Study: Ending gay blood ban could save millions of lives

Tue. September 23, 2014 9:31 AM by News Staff

New research boosts push to end ban on gay blood donors

Allowing gay and bisexual men to donate blood can save millions of lives by increasing the total annual blood supply by up to four percent, according to a recent study.

Researchers at the Williams Institute on Sexual Orientation and Gender Identity Law at the University of California, Los Angeles, estimated the expected number of blood donations based on various changes to the current law. One scenario showed that if the ban was completely lifted, an additional 360,000 men would likely donate 615,3000 additional pints of blood per year.

The American Red Cross projected that more than 1.8 million of lives could be saved by the additional blood donations.

"This study reaffirms what many of us have long believed: ending the blood ban will save lives and strengthen our bloody supply," U.S. Rep. Mike Quigley (D-IL) told "As the FDA continues to review this discriminatory policy, I hope it will consider this study and work quickly to implement more equitable donor criteria based on science rather than sexual orientation."

The U.S. Food and Drug Administration (FDA) banned gay men from donating blood since 1977 due to the high risk of transmitting HIV, but advocates for changing the policy argue it is no longer scientifically justified with current blood screening technology.

__PROVIDED RECORDS__

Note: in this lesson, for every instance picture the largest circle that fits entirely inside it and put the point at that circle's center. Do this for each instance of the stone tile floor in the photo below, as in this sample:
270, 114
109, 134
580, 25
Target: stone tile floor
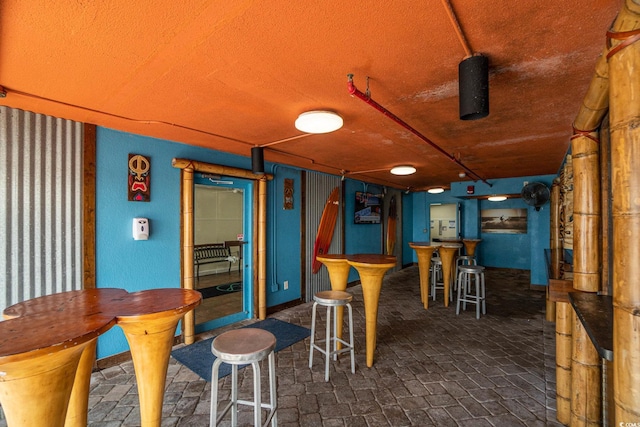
431, 368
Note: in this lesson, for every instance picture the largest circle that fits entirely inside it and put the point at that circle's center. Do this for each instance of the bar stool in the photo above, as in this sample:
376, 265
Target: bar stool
471, 275
239, 347
463, 260
331, 299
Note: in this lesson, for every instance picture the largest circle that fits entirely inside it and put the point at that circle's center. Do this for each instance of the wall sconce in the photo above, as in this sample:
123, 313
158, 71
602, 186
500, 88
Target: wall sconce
257, 160
403, 170
473, 86
318, 122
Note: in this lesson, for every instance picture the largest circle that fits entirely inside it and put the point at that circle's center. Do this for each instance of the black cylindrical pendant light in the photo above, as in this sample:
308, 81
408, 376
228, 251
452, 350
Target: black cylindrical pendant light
473, 81
257, 159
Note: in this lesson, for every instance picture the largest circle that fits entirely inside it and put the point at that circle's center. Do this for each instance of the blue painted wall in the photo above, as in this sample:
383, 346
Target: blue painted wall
283, 238
360, 238
137, 265
520, 251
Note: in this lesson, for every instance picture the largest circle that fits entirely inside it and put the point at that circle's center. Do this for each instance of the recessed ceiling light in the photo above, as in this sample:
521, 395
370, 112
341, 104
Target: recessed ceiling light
318, 122
403, 170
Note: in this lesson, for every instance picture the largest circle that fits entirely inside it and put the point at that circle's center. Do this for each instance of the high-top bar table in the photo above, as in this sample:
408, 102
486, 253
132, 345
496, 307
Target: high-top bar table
424, 251
448, 252
84, 304
372, 269
39, 367
470, 246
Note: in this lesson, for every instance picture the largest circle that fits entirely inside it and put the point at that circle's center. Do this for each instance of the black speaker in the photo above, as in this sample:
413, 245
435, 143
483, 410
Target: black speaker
473, 82
257, 159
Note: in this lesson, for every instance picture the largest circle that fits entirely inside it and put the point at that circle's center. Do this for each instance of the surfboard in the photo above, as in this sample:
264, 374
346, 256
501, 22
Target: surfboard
326, 227
391, 226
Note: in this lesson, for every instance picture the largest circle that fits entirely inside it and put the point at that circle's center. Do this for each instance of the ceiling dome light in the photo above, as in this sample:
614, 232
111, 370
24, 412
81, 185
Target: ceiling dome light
318, 122
403, 170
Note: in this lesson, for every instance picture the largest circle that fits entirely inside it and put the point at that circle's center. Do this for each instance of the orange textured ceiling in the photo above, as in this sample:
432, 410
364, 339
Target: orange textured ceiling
231, 74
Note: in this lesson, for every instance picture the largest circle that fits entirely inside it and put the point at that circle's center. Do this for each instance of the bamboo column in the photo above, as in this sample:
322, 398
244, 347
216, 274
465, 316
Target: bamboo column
262, 248
586, 211
624, 100
586, 378
187, 249
563, 362
555, 243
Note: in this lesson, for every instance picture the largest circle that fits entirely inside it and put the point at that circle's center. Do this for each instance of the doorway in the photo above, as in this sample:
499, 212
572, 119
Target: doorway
222, 218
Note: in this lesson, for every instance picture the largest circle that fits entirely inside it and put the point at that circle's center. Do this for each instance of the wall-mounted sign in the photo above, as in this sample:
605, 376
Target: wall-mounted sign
139, 178
288, 193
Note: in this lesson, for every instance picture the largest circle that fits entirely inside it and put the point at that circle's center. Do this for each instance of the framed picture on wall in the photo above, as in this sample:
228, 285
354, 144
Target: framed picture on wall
509, 221
368, 208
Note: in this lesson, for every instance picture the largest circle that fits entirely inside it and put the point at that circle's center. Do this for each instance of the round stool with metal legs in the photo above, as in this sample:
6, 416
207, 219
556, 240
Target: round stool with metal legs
332, 299
468, 277
462, 260
242, 347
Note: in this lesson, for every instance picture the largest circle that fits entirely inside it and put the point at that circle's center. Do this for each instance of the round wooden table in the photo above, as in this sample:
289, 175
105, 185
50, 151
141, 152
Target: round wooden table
448, 253
59, 345
372, 269
424, 251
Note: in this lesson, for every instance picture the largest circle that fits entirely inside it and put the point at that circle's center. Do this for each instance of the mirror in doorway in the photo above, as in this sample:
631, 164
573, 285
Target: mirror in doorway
218, 250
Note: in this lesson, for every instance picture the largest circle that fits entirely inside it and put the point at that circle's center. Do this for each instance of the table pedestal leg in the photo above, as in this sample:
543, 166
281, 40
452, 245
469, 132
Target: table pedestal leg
371, 279
447, 255
79, 401
150, 341
46, 381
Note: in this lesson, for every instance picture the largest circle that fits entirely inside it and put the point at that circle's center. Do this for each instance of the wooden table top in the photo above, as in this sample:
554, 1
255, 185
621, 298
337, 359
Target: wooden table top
372, 259
39, 334
331, 257
53, 322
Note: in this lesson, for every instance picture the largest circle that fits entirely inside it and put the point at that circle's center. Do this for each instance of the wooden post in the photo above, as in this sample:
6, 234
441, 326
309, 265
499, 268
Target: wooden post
555, 243
262, 249
586, 378
189, 323
563, 362
624, 101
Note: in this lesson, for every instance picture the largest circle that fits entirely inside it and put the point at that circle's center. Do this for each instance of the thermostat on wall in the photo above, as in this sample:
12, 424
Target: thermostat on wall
140, 229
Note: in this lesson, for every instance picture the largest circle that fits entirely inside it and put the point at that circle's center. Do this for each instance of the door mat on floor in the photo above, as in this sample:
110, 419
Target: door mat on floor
223, 289
199, 359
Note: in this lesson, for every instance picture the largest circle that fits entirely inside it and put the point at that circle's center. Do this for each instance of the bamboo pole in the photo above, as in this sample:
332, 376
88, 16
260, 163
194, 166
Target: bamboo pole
262, 249
586, 378
586, 212
555, 244
187, 249
563, 362
624, 100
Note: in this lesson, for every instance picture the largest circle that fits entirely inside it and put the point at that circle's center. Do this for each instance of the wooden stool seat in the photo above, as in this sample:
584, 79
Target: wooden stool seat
468, 276
240, 347
332, 299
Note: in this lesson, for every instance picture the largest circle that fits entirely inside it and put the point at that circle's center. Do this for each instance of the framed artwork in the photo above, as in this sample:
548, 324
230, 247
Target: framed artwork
139, 178
368, 208
509, 221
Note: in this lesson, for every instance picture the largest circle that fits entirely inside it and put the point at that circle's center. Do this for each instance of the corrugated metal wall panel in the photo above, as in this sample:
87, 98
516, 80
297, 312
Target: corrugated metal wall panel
40, 205
319, 186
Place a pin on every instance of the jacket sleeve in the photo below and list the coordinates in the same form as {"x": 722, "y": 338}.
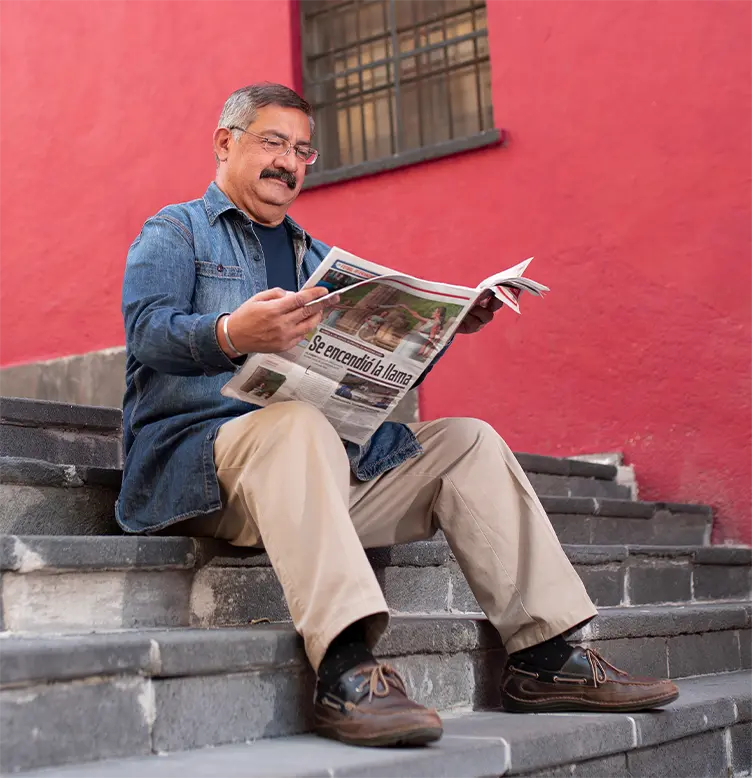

__WHAT TO WORK ON__
(A) Answer these questions from the blood ban article:
(i) Which institute, at which university, carried out the research?
(ii) How many lives did the American Red Cross project the additional donations could save?
(iii) Since what year has the FDA banned gay men from donating blood?
(B) Resume the article on the gay blood donor ban after its final sentence.
The rows come from a separate source unrelated to the article.

__OUTPUTS IN ORDER__
(A)
(i) The Williams Institute on Sexual Orientation and Gender Identity Law at the University of California, Los Angeles.
(ii) More than 1.8 million.
(iii) 1977.

(B)
Earlier this month, Rep. Quigley and over 60 Democratic politicians, lead by U.S. Sen. Tammy Baldwin (D-WI), signed a letter to the Department of Health and Human Services Secretary Sylvia Burwell asking for the policy to be reevaluated to reflect modern screening technology.

"These policies are inconsistent and fail to reflect the advances in HIV detection and the scientific community's understanding of the virus since the policy was first established," the letter stated. "It is time that the agency took action."

The blood banking community, including the American Red Cross and America's Blood Centers, also supports a change in the FDA's policy.

The Williams Institute study analyzed data collected in 2008, 2010 and 2012 through the General Social Survey, a national poll conducted by University of Chicago researchers, and data from the American Red Cross.